== Text to read ==
You're right -- and the solution to this is the samme as the solution to
the corresponding problem with exceptional return values (-1 for EOF).
Build the API so that they're never something you'd want to catch.

>> C is famous for noiselessly casting the -1 to a char (look at
>> the old Bash security bug), and Python is even worse -- any return you can
>> possibly make will almost certainly fit in noiselessly with anything you
>> do with it.

>The design of read() is perhaps not the best here -- it might be
>better to return None, which would cause most things expecting a
>string to blow up rather more quickly.

That's also a good idea. It's been a while since I've used read, so I
don't recall what it actually returns (I've used nothing but readline).

>> You ought to feel lucky. Some respected programming gurus recommend
>> calling abort() on any odd results

>Raising an exception is Python's equivalent of calling abort(). But
>it only works as such if you can be sure that your exception isn't
>going to be caught by something that makes unwarranted assumptions
>about its cause. The more you use exceptions for "normal" things,
>such as EOF or KeyError or IndexError when they aren't really errors,
>the more likely that is to happen. In my experience, anyway.

You're entirely right. And so am I -- in a function designed to get n!=0
more characters, an EOF really is an error. Unfortunately for me, that's
not the definition of 'read', and never will be.

And it doesn't really matter -- one writes wrappers for everything anyhow
(read is supposed to be primitive).

== Short task A ==
Answer these questions using the thread about error return values:
(i) What value does the quoted poster suggest read() could return instead?
(ii) According to the thread, what is Python's equivalent of calling abort()?
(iii) Which function does the replier say they have used instead of read?
== Short task B ==
List every function that the thread about error return values mentions by name.
== Short task C ==
Extend the thread about error return values with another reply that picks up after its final line.

== Supplied data ==

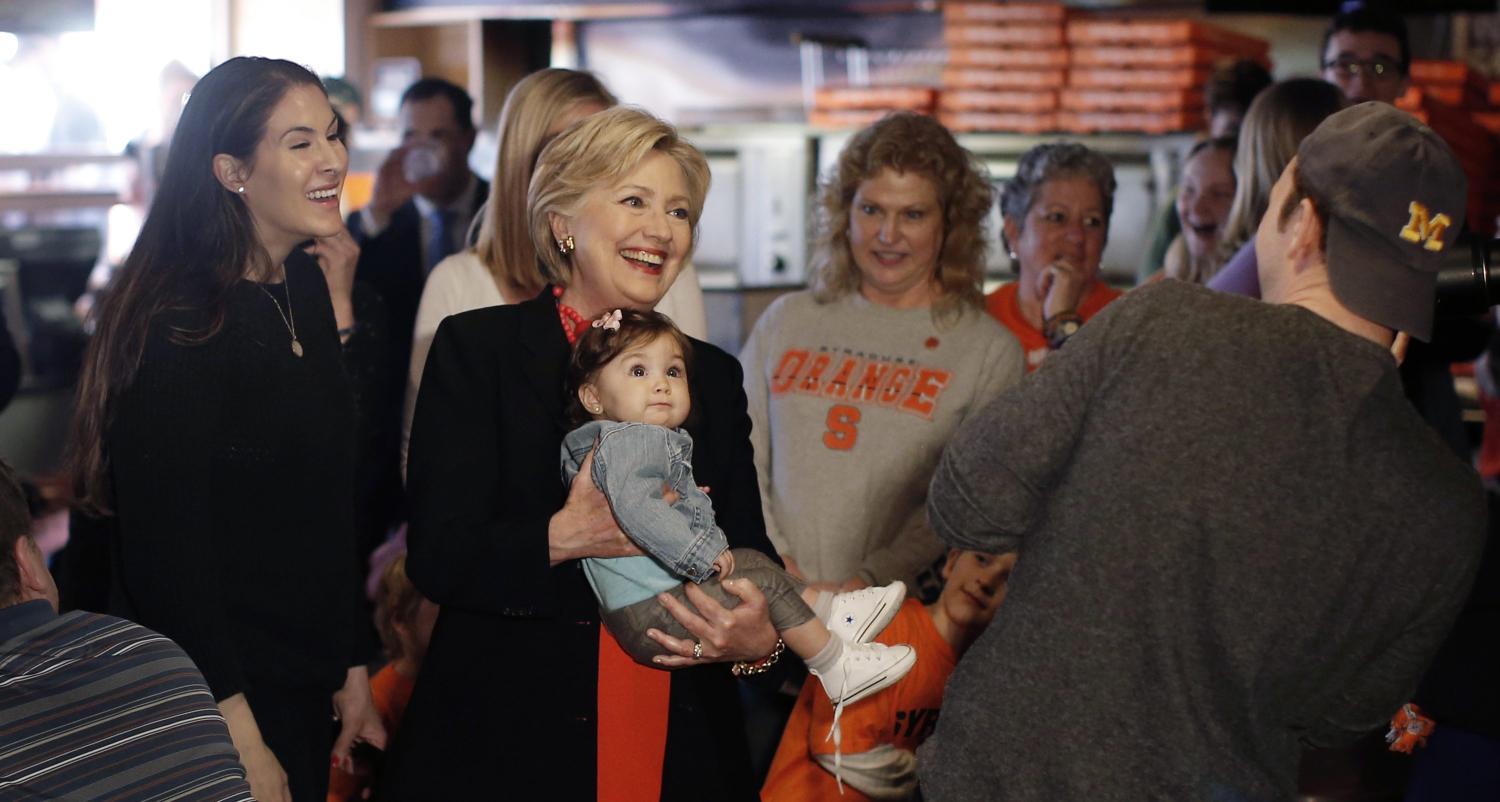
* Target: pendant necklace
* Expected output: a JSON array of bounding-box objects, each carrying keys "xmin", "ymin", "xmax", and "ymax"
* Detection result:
[{"xmin": 255, "ymin": 267, "xmax": 302, "ymax": 357}]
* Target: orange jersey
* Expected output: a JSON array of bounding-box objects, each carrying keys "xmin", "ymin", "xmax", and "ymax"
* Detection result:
[
  {"xmin": 984, "ymin": 282, "xmax": 1121, "ymax": 373},
  {"xmin": 761, "ymin": 598, "xmax": 957, "ymax": 802}
]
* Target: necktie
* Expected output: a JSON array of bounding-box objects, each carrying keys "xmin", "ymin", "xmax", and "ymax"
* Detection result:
[{"xmin": 422, "ymin": 208, "xmax": 458, "ymax": 273}]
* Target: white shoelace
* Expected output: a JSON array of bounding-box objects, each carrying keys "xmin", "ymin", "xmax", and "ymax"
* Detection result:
[{"xmin": 824, "ymin": 670, "xmax": 849, "ymax": 796}]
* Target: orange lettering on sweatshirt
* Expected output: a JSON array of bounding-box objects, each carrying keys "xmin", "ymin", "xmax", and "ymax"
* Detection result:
[
  {"xmin": 824, "ymin": 403, "xmax": 860, "ymax": 451},
  {"xmin": 797, "ymin": 354, "xmax": 833, "ymax": 396},
  {"xmin": 881, "ymin": 364, "xmax": 915, "ymax": 406},
  {"xmin": 845, "ymin": 360, "xmax": 891, "ymax": 403},
  {"xmin": 824, "ymin": 357, "xmax": 861, "ymax": 399},
  {"xmin": 771, "ymin": 348, "xmax": 807, "ymax": 394},
  {"xmin": 902, "ymin": 367, "xmax": 951, "ymax": 420}
]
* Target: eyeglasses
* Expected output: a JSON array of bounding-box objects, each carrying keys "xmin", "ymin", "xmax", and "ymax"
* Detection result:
[{"xmin": 1323, "ymin": 55, "xmax": 1401, "ymax": 81}]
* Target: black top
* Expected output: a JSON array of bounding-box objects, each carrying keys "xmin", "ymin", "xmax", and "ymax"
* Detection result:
[
  {"xmin": 105, "ymin": 252, "xmax": 363, "ymax": 699},
  {"xmin": 381, "ymin": 288, "xmax": 774, "ymax": 802}
]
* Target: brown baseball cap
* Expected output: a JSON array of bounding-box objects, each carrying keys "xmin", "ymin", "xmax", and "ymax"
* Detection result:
[{"xmin": 1298, "ymin": 102, "xmax": 1469, "ymax": 342}]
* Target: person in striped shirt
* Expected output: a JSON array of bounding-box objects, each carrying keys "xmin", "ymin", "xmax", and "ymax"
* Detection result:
[{"xmin": 0, "ymin": 462, "xmax": 254, "ymax": 802}]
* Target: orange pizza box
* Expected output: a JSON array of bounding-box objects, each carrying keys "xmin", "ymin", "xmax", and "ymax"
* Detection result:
[
  {"xmin": 1412, "ymin": 58, "xmax": 1479, "ymax": 84},
  {"xmin": 942, "ymin": 66, "xmax": 1068, "ymax": 90},
  {"xmin": 807, "ymin": 108, "xmax": 912, "ymax": 129},
  {"xmin": 942, "ymin": 0, "xmax": 1068, "ymax": 25},
  {"xmin": 938, "ymin": 88, "xmax": 1058, "ymax": 114},
  {"xmin": 1061, "ymin": 88, "xmax": 1203, "ymax": 111},
  {"xmin": 948, "ymin": 48, "xmax": 1071, "ymax": 69},
  {"xmin": 1073, "ymin": 45, "xmax": 1271, "ymax": 69},
  {"xmin": 1058, "ymin": 111, "xmax": 1206, "ymax": 133},
  {"xmin": 1068, "ymin": 67, "xmax": 1214, "ymax": 88},
  {"xmin": 942, "ymin": 25, "xmax": 1067, "ymax": 48},
  {"xmin": 1398, "ymin": 97, "xmax": 1496, "ymax": 167},
  {"xmin": 938, "ymin": 111, "xmax": 1058, "ymax": 133},
  {"xmin": 1068, "ymin": 19, "xmax": 1271, "ymax": 58},
  {"xmin": 1401, "ymin": 84, "xmax": 1464, "ymax": 106},
  {"xmin": 813, "ymin": 85, "xmax": 938, "ymax": 111}
]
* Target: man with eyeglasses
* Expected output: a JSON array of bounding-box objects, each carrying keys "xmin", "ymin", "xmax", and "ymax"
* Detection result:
[{"xmin": 1323, "ymin": 3, "xmax": 1412, "ymax": 103}]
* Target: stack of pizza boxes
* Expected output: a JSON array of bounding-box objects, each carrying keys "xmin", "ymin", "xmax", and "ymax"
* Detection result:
[
  {"xmin": 1397, "ymin": 58, "xmax": 1500, "ymax": 234},
  {"xmin": 1058, "ymin": 18, "xmax": 1271, "ymax": 133},
  {"xmin": 938, "ymin": 0, "xmax": 1070, "ymax": 133}
]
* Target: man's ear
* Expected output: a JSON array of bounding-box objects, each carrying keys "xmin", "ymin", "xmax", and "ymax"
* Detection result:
[
  {"xmin": 1287, "ymin": 198, "xmax": 1325, "ymax": 273},
  {"xmin": 548, "ymin": 211, "xmax": 572, "ymax": 241},
  {"xmin": 1001, "ymin": 217, "xmax": 1022, "ymax": 260},
  {"xmin": 11, "ymin": 535, "xmax": 53, "ymax": 601},
  {"xmin": 213, "ymin": 153, "xmax": 251, "ymax": 193},
  {"xmin": 578, "ymin": 384, "xmax": 603, "ymax": 414}
]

== Right answer A ==
(i) None
(ii) Raising an exception
(iii) readline

== Right answer B ==
read, abort, readline

== Right answer C ==
>Greg

--
-William "Billy" Tanksley
Utinam logica falsa tuam philosophiam totam suffodiant!
:-: May faulty logic undermine your entire philosophy!

On Mon, 28 Jun 1999 11:17:01 +1200, Greg Ewing wrote:
>William Tanksley wrote:

>> while not f.eof():
>> line = f.readline()
>> # ...

>I'd love to be able to write reading loops that way.
>Unfortunately, it's a fact of life that some of the
>things read() has to deal with are unable to detect
>eof without trying to read something. I think the
>existing definition of read() and friends is the best
>that can be done in those circumstances.

I'd guess that you're talking about things like text file parsing and
such. I would use readline there, but that's fine. Yes, unstructured
data is more difficult to handle.

>> It's been a while since I've used read, so I
>> don't recall what it actually returns

>It returns an empty string if it can't read more
>than 0 characters, same as readline().

Ah. There's a justification for that, as you observed. I don't like the
fact that readline is stuck doing the same thing (record delimiters are
not really part of the record).

>> in a function designed to get n!=0
>> more characters, an EOF really is an error. Unfortunately for me, that's
>> not the definition of 'read', and never will be.

>Perhaps there should be a 2-parameter version of read:

> read(min, max)

>which would raise an exception if it couldn't read at
>least min characters. Setting min=0 would give the
>current behaviour, and setting min=max would allow
>reading a fixed-length record without having to check
>for errors. Then everyone would be happy!

A facinating solution. Well, since I don't use read, I probably wouldn't
use it, and I'm the only person whining. Therefore, it's probably not
worth implementing (even though it is a cool solution).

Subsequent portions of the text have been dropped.